— Start of Supplied passage —

My first step in this job was to read the instructions for the sliding door and then locate the materials needed for the header and the new studs. The instructions required a rough opening of exactly 72" wide by 80" high, which left about 1/4" on the top and sides for adjustment.

That meant the header had to be 75" long (72" span plus 1.5" for each trimmer stud.)

I cut two 2 x 12's to 75", and a piece of 7/16" thick Oriented Strand Board (OSB) for a spacer, to make a beam that would be very close to 3.5" thick.

I used a framing nailer to assemble the header. Hand-driven nails would work just fine, too.


The finished header, ready for installation.


The location of the new sliding door.


Much of the thinking in this project involved laying out the cuts in the existing framing. The red marks indicate where the bottom and top edges of the header will meet the double-stud that will remain.

The other double-stud (actually a trimmer stud and a king stud) will have to be installed using new lumber. I laid out the locations and marked them clearly.


The wall had blocking between every stud, so one piece had to be cut to accept the new trimmer/king stud

The middle studs had to be cut where the top of the header would intersect them. I used a 4' level to lay out the cut lines.



This is a load bearing wall that I'm cutting into, and it needs to be supported until the header is installed.


Supporting weight of roof so wall can be modified.

Supporting a load bearing wall during construction is not difficult. A temporary stud is placed near each stud that gets cut.

The lower end must bear on something to spread the load to several floor joists. In this case a scrap of 2x6 was used. I used 2x6 boards for these temporary supports because that's all I had available. Normally, 2x4's would work, unless the roof was especially heavy.


In this project, there was no finished ceiling, so I placed the temporary stud under the tail of the rafter.

The other end was wedged into the board on the floor. These boards were not nailed (though nails couldn't hurt), they were only held in place by the friction of being wedged tightly. I used a 4 pound sledge to force the stud tight.

Notes: This building had no finished ceiling. If there was a ceiling, I would have nailed two of the temporary studs to a temporary top plate that pressed on the ceiling and held the roof in place. This assembly would have to be placed as close as possible to the wall being cut, one to two feet away may be adequate.

If the roof load was not adequately supported, the reciprocating saw blade will likely get pinched frequently while making cuts in supporting studs.


With the wall supported by three posts, I made the cuts in the old studs with the circular saw. Of course, it doesn't cut all the way through, but I'll finish it with the reciprocating saw.

The king stud (10' long) and trimmer (80" long, the rough opening height) were laid out and nailed together.

Note: Normally the bottom plate would be cut out after the opening is framed. But this building is unusual in that the bottom plate rests directly in the floor joists. Normally the plywood subfloor is installed and then the walls are raised, meaning that normally there is plywood under the bottom plate. In this case I left the bottom plate intact, which will create a slightly higher door sill than optimal, but the alternative is messing around with filler planks under the door and maybe having a structure that is not sturdy enough.

Normally the trimmer stud would be cut to 1.5" shorter than the rough opening height.


 The blocking was cut to accept the double-stud.

The new double stud was installed and toe-nailed to the bottom plate.


The new stud was toe-nailed to the blocking and at the top.

Next the old studs were cut the rest of the way, using a reciprocating saw.


This window had to be removed next. I cut whatever nails were visible inside.

— End of Supplied passage —
— Start of Given entries —

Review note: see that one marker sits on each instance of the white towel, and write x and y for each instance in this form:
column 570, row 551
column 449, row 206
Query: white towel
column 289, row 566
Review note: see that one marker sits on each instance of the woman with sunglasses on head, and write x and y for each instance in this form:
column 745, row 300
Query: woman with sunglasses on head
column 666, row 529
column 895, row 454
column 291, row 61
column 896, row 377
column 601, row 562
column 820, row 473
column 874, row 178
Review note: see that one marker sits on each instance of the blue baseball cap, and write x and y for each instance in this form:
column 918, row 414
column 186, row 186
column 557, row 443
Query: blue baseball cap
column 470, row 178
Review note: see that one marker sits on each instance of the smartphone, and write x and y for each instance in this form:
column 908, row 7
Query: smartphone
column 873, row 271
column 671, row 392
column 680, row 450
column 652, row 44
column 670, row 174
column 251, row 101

— End of Given entries —
— Start of Given entries —

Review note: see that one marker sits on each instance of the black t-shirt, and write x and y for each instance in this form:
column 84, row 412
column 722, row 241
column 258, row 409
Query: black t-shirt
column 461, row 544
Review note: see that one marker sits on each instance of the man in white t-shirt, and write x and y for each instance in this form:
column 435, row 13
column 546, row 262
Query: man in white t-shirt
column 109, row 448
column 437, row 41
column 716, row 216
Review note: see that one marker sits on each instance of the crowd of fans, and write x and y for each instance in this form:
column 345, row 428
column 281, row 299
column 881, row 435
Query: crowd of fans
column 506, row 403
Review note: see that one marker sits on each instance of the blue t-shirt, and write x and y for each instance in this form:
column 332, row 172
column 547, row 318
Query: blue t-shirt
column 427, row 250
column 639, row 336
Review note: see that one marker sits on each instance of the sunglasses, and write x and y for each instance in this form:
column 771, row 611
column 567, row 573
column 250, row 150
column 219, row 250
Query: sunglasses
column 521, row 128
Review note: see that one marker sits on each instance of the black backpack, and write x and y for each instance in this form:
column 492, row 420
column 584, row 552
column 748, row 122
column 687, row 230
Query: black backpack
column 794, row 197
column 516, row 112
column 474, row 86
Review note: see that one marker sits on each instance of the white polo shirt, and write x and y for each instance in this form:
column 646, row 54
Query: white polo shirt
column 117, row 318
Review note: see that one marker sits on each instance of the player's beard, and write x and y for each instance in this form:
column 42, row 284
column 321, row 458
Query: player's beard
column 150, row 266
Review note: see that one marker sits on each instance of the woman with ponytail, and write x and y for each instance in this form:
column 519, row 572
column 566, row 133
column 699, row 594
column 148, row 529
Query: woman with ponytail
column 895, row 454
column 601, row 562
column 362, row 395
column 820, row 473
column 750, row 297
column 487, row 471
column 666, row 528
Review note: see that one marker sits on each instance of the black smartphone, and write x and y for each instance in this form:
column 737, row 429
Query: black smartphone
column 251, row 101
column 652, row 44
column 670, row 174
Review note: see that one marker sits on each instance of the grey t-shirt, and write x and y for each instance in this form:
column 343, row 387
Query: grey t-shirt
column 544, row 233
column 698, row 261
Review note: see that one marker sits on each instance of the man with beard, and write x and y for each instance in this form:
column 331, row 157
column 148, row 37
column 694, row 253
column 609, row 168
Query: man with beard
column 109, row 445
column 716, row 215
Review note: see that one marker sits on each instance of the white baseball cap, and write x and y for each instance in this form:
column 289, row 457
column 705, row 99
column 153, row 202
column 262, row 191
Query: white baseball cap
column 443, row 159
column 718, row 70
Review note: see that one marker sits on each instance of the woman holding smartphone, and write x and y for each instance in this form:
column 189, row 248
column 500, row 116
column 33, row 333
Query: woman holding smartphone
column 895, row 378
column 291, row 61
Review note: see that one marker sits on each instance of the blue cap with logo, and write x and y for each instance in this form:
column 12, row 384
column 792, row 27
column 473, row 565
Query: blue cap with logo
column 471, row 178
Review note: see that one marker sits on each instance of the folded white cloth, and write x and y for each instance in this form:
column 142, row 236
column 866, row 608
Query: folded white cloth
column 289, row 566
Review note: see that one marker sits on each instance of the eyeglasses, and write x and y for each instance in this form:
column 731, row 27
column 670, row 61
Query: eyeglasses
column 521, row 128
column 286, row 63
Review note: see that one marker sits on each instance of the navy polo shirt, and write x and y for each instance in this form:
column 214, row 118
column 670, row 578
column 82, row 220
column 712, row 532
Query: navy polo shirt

— End of Given entries —

Written request A. In the sliding door text, what length did the header have to be?
Written request B. Copy the stretch of rows from the line containing "the white baseball" through the line containing "Query: navy polo shirt", word for word.
The rows have nothing to do with the sliding door text.

Worked answer A. 75 inches.

Worked answer B.
Review note: see that one marker sits on each instance of the white baseball cap, and write x and y for each instance in this form:
column 289, row 457
column 705, row 99
column 153, row 202
column 262, row 191
Query: white baseball cap
column 443, row 159
column 718, row 70
Review note: see that one marker sits on each instance of the woman holding smartphone, and write x and y for each instance in this form:
column 189, row 248
column 500, row 116
column 33, row 333
Query: woman holding smartphone
column 895, row 378
column 291, row 61
Review note: see that one marker sits on each instance of the blue cap with logo, and write x and y for each instance in this form:
column 12, row 384
column 792, row 27
column 473, row 565
Query: blue cap with logo
column 471, row 178
Review note: see that one marker sits on each instance of the folded white cloth, and write x and y for each instance in this form:
column 142, row 236
column 866, row 608
Query: folded white cloth
column 289, row 566
Review note: see that one marker sits on each instance of the eyeglasses, and write x and y for each instance in this form:
column 731, row 27
column 670, row 61
Query: eyeglasses
column 521, row 128
column 286, row 63
Review note: see that one marker sits on each instance of the navy polo shirt, and write x and y for each instance in this form:
column 214, row 118
column 670, row 578
column 82, row 220
column 712, row 532
Query: navy polo shirt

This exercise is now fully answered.